** BEGIN Selected text **
Banks back in the market for new, expensive talent

Alisa Roth Sep 27, 2010
HTML EMBED:
COPY

TEXT OF STORY

Kai Ryssdal: If everything works out right for him, Citigroup’s hotshot new investment banker stands to get $30 million over the next three years. That’s according to The Wall Street Journal. Stephen Traubner is Citigroup’s highest profile hire since the bank got out from under most of the government’s executive compensation restrictions. It’s a sign Citi is back in the market for high-priced talent. And that Wall Street salaries may be heading back to where they were not so long ago.

Marketplace’s Alisa Roth reports.


Alisa Roth: Citi isn’t confirming any details about its new hire, but it clearly marks a change for a bank that was badly weakened by the financial crisis.

J. Brown is a law professor at the University of Denver. He says the company’s making up for lost time.

J. Brown: You know, one of the things that you see with this new hiring is that Citigroup is shaking off the restrictions from the government and it’s becoming a more aggressive competitor in the marketplace.

The rules of the Troubled Asset Relief Program — a.k.a. TARP — gave the government a say in how much companies could pay their top executives.
** END Selected text **
** BEGIN Stored rows **
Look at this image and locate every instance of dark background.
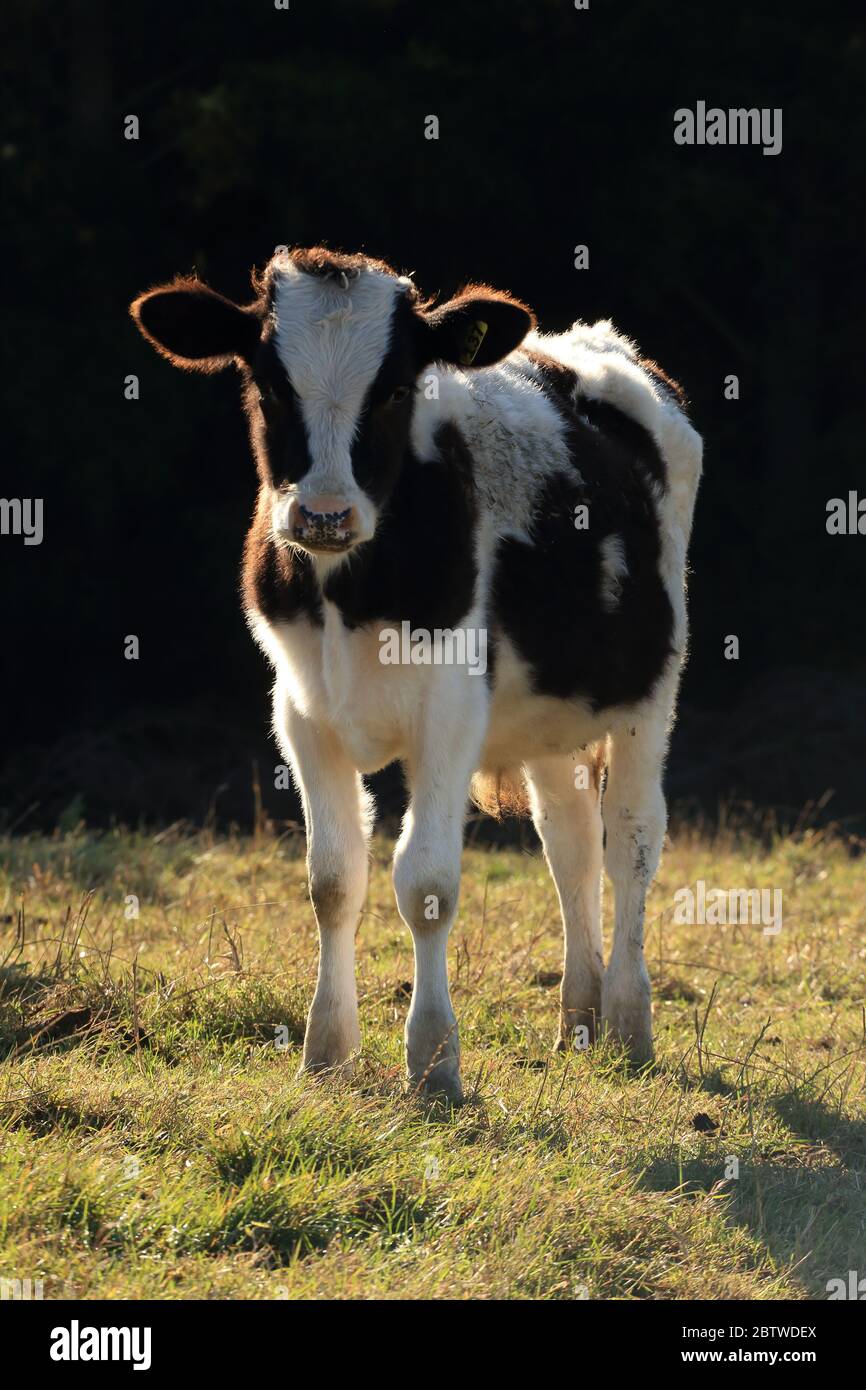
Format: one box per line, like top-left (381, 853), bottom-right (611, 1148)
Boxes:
top-left (0, 0), bottom-right (866, 828)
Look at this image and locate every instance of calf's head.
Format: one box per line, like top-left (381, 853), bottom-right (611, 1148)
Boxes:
top-left (131, 247), bottom-right (535, 556)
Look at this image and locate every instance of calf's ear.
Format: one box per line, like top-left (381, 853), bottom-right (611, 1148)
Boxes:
top-left (420, 285), bottom-right (535, 367)
top-left (129, 279), bottom-right (261, 371)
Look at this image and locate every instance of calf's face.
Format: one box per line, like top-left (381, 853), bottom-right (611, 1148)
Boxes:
top-left (131, 247), bottom-right (534, 557)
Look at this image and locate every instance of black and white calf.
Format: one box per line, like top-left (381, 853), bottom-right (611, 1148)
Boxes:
top-left (132, 249), bottom-right (701, 1098)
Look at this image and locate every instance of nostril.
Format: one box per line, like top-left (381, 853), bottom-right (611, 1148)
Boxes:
top-left (299, 502), bottom-right (352, 528)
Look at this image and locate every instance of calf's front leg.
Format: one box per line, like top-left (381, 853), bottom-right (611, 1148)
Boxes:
top-left (393, 677), bottom-right (485, 1104)
top-left (274, 695), bottom-right (371, 1072)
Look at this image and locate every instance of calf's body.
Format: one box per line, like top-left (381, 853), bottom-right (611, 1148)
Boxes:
top-left (133, 250), bottom-right (701, 1098)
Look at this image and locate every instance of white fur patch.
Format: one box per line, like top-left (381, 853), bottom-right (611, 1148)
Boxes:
top-left (272, 259), bottom-right (406, 538)
top-left (599, 534), bottom-right (628, 613)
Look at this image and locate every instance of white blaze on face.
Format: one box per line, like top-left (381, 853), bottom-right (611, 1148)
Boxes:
top-left (272, 260), bottom-right (406, 541)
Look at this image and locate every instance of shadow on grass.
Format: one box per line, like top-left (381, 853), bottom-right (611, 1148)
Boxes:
top-left (631, 1077), bottom-right (866, 1300)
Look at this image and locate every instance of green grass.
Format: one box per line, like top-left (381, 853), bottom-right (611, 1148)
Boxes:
top-left (0, 811), bottom-right (866, 1300)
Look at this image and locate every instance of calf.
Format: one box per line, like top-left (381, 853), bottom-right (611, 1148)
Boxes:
top-left (132, 249), bottom-right (701, 1099)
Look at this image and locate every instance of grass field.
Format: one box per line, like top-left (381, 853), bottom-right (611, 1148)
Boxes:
top-left (0, 811), bottom-right (866, 1300)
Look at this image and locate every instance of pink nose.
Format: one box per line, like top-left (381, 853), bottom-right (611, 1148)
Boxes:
top-left (288, 493), bottom-right (357, 550)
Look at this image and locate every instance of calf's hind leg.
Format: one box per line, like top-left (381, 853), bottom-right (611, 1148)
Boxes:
top-left (525, 752), bottom-right (605, 1049)
top-left (602, 702), bottom-right (667, 1066)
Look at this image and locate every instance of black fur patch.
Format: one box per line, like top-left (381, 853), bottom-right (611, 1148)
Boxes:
top-left (493, 354), bottom-right (673, 710)
top-left (324, 424), bottom-right (477, 630)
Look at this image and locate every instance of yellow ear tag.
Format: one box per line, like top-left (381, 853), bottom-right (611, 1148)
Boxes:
top-left (457, 318), bottom-right (488, 367)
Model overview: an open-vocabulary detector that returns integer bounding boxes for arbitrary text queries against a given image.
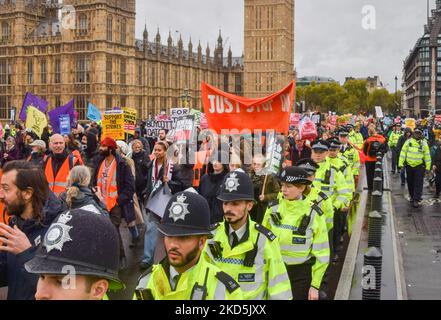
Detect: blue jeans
[400,168,406,184]
[142,213,158,265]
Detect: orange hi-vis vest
[97,159,118,212]
[44,156,78,197]
[72,150,84,166]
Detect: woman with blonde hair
[60,166,108,214]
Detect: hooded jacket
[0,192,65,300]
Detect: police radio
[190,268,209,301]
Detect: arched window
[107,16,113,41]
[121,19,127,44]
[79,14,88,34]
[2,22,11,41]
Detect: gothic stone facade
[244,0,295,97]
[0,0,243,119]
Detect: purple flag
[47,99,75,133]
[19,92,49,121]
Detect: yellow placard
[404,118,416,130]
[123,108,138,135]
[101,110,125,140]
[26,106,47,138]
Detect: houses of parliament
[0,0,294,120]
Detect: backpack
[368,141,381,157]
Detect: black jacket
[0,193,64,300]
[132,150,150,195]
[289,145,311,166]
[199,169,228,224]
[92,154,136,223]
[60,187,108,215]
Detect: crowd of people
[0,112,434,300]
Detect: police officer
[328,138,355,254]
[311,140,352,261]
[264,167,330,300]
[388,124,403,174]
[205,171,292,300]
[25,209,124,300]
[348,123,364,150]
[135,191,243,300]
[398,129,432,208]
[298,159,334,246]
[338,128,361,188]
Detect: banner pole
[260,174,268,196]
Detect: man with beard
[135,191,243,300]
[0,161,52,300]
[44,134,79,197]
[92,137,139,269]
[205,171,292,300]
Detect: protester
[60,166,108,215]
[25,209,125,300]
[92,137,139,269]
[27,140,46,168]
[0,161,50,300]
[250,154,280,224]
[44,134,79,196]
[199,153,229,225]
[139,141,173,269]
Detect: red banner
[201,81,295,133]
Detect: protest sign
[145,120,173,138]
[58,114,71,136]
[201,81,295,133]
[26,106,47,138]
[102,110,125,140]
[264,131,285,175]
[404,118,416,130]
[173,115,196,145]
[375,106,384,118]
[289,113,300,128]
[170,108,190,118]
[123,108,138,135]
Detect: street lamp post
[395,76,399,113]
[181,88,191,108]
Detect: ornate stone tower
[244,0,294,97]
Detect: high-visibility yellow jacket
[134,256,243,300]
[398,137,432,171]
[312,158,352,209]
[329,153,355,195]
[349,130,364,149]
[389,131,403,148]
[264,197,330,289]
[305,187,334,231]
[341,144,361,176]
[204,219,292,300]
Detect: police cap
[311,140,330,151]
[217,171,254,202]
[279,167,312,185]
[25,209,124,290]
[297,158,320,176]
[158,191,211,237]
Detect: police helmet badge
[225,173,240,192]
[168,194,190,222]
[44,211,73,253]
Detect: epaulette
[136,266,153,291]
[311,204,324,216]
[319,191,329,201]
[255,223,277,241]
[216,271,240,293]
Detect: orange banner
[201,81,295,133]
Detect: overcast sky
[136,0,435,91]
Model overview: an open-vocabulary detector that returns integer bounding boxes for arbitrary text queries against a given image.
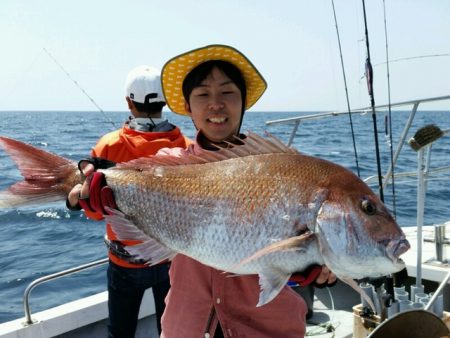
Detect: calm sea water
[0,112,450,323]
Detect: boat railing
[266,95,450,188]
[23,258,108,325]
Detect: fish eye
[361,199,377,216]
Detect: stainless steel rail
[23,258,108,325]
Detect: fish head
[316,176,410,279]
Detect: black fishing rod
[331,0,361,177]
[383,0,397,218]
[362,0,384,202]
[42,47,117,128]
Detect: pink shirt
[158,135,307,338]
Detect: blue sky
[0,0,450,111]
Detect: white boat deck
[0,226,450,338]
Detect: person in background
[67,45,336,338]
[68,65,190,338]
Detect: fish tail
[0,136,81,208]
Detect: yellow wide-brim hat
[161,45,267,115]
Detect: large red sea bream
[0,134,409,305]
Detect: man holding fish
[71,45,336,337]
[0,45,409,338]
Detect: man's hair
[131,100,166,114]
[182,60,247,114]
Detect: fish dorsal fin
[117,132,298,169]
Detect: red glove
[79,171,117,218]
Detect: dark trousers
[108,262,170,338]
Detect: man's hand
[67,164,117,220]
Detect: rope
[331,0,361,177]
[362,0,384,202]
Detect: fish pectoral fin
[105,207,150,242]
[231,231,314,270]
[105,208,176,265]
[125,238,176,266]
[338,276,377,313]
[256,270,291,307]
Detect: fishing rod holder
[424,222,450,264]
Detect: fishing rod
[383,0,397,218]
[42,47,116,128]
[331,0,361,177]
[373,53,450,67]
[362,0,384,202]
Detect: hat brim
[161,45,267,115]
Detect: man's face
[186,67,242,142]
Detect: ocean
[0,111,450,323]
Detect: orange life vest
[89,124,192,268]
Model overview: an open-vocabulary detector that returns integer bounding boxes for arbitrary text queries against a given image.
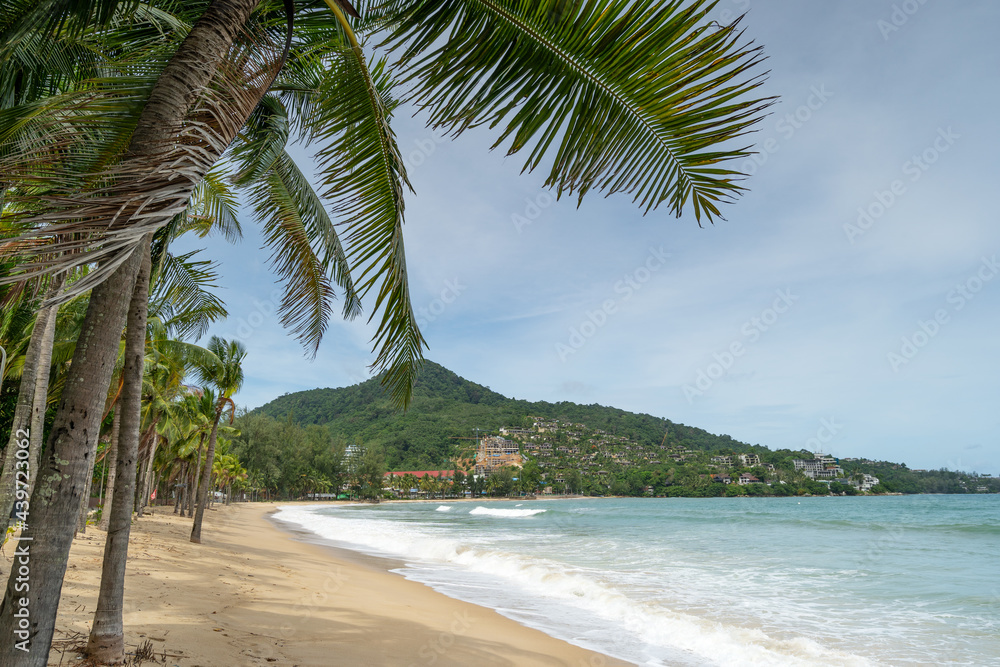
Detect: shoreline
[7,502,631,667]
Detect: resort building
[792,454,844,479]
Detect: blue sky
[176,0,1000,474]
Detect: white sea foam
[276,506,878,667]
[469,506,545,518]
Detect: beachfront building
[847,473,878,491]
[382,470,455,496]
[500,426,535,437]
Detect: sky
[176,0,1000,475]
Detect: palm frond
[184,166,243,243]
[376,0,770,224]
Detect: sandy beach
[2,504,628,667]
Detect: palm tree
[191,336,247,544]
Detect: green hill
[254,361,751,470]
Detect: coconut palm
[0,0,766,664]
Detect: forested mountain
[254,361,751,470]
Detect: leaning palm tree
[191,336,247,544]
[0,0,767,665]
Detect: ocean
[276,495,1000,667]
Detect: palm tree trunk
[76,426,100,533]
[174,463,187,514]
[0,277,64,528]
[135,417,160,518]
[0,252,142,667]
[87,239,150,663]
[188,446,205,519]
[191,404,225,544]
[97,405,122,532]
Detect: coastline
[11,503,630,667]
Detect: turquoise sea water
[277,495,1000,665]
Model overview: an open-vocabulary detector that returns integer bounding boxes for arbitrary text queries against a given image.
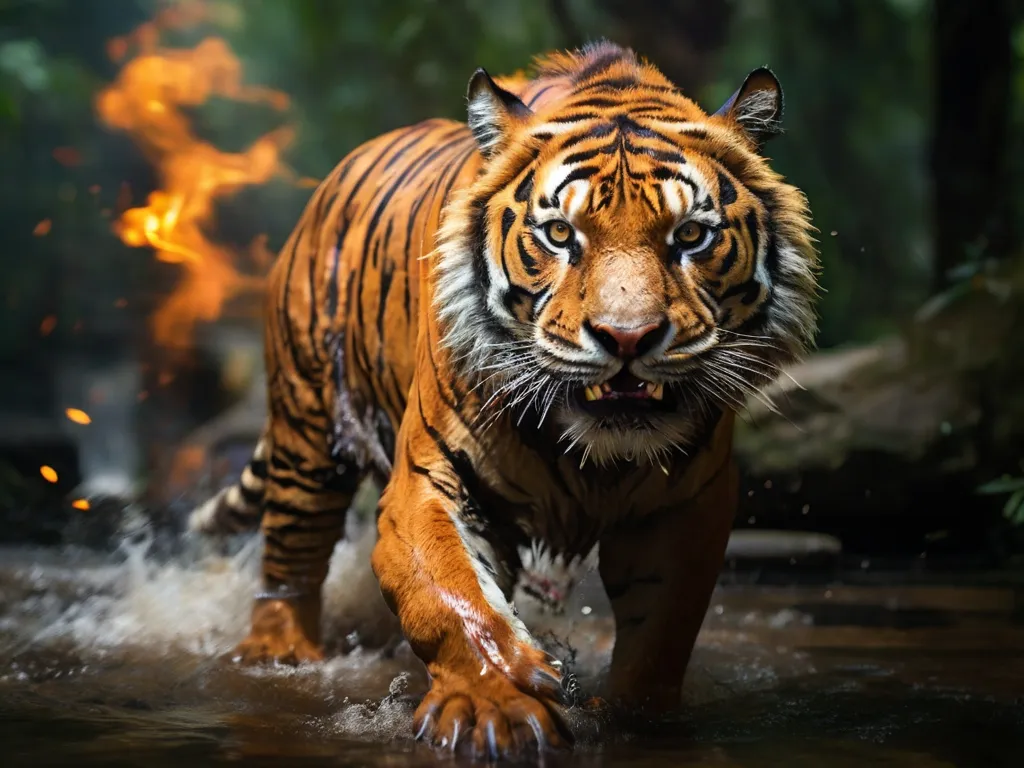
** END Stored rows **
■ **Tasks**
[1] Reproduce word for word the passage of the bank-hiring story that opens with the words containing "Marketplace’s Alisa Roth" and closes with "the financial crisis.".
[2] Summarize the bank-hiring story in two sentences.

■ **Results by task**
[1]
Marketplace’s Alisa Roth reports.


Alisa Roth: Citi isn’t confirming any details about its new hire, but it clearly marks a change for a bank that was badly weakened by the financial crisis.

[2] Citigroup has hired investment banker Stephen Traubner, who could get $30 million over three years according to The Wall Street Journal. It is the bank's highest-profile hire since it got out from under most government executive pay restrictions, and law professor J. Brown says it shows Citigroup shaking off those restrictions and becoming a more aggressive competitor.